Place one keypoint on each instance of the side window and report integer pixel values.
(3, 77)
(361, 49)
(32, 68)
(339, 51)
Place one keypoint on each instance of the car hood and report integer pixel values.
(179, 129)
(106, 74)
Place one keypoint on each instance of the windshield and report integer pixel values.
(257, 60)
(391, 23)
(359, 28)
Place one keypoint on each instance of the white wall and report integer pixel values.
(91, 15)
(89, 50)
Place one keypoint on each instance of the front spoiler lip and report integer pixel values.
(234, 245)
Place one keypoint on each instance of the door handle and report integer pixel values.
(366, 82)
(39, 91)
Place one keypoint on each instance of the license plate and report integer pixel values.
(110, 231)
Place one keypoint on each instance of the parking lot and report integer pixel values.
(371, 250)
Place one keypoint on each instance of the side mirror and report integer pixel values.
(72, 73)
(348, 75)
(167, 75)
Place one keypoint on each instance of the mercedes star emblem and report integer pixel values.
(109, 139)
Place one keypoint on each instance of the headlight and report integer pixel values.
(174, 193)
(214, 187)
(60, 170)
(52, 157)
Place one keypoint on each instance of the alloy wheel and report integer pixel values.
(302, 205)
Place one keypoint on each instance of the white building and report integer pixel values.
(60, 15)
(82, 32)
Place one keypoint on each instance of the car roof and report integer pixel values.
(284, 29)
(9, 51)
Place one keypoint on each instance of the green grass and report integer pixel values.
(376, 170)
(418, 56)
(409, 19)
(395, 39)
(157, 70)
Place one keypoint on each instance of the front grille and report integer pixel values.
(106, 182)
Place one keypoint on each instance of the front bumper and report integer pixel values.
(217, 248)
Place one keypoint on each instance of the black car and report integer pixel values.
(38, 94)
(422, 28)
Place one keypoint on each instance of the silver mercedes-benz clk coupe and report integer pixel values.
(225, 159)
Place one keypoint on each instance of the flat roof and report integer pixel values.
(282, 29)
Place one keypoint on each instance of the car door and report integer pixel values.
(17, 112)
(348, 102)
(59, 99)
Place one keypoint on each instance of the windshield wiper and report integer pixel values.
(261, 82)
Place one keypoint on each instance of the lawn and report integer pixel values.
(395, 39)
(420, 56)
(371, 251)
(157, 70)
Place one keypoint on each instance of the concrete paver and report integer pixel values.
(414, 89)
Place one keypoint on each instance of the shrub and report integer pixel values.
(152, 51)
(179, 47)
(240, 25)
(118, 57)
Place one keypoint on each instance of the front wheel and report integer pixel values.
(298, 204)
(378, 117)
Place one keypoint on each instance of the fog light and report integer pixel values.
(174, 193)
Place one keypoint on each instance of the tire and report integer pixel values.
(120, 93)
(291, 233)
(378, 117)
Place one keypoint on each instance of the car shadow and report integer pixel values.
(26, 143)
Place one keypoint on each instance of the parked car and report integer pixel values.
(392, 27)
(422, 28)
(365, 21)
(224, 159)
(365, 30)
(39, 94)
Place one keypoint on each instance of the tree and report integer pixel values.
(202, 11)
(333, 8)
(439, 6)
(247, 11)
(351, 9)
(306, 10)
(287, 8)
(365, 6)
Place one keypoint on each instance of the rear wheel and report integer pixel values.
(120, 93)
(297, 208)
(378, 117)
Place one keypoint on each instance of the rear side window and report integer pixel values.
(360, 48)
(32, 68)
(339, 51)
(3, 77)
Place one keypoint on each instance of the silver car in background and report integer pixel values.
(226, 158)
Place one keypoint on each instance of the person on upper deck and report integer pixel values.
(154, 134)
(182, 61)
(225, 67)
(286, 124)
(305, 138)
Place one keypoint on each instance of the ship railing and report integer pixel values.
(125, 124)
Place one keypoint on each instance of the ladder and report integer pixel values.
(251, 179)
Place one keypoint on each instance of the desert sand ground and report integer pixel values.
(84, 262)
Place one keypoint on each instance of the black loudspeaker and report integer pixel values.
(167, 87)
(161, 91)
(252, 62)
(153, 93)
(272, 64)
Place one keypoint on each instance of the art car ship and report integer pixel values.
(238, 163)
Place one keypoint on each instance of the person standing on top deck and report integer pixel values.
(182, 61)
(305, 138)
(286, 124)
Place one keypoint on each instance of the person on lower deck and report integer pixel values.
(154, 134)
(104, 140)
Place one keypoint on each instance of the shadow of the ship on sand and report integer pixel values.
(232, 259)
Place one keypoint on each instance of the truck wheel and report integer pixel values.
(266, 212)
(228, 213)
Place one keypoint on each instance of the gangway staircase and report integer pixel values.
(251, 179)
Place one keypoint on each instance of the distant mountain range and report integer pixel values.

What needs to be done:
Print only these lines, exactly: the one containing "Place one keypoint on each instance of the shadow" and all after it to the end of the entries.

Exercise output:
Place one keypoint on each instance of the shadow of the ship on sand and report integer pixel values.
(232, 259)
Place one keypoint on each instance of the truck wheel and report integer pixel values.
(266, 212)
(228, 213)
Place one keypoint on each instance of the gangway staircase and report integer pixel values.
(251, 179)
Place one keypoint on each instance of the distant mountain range and report integer pixel values.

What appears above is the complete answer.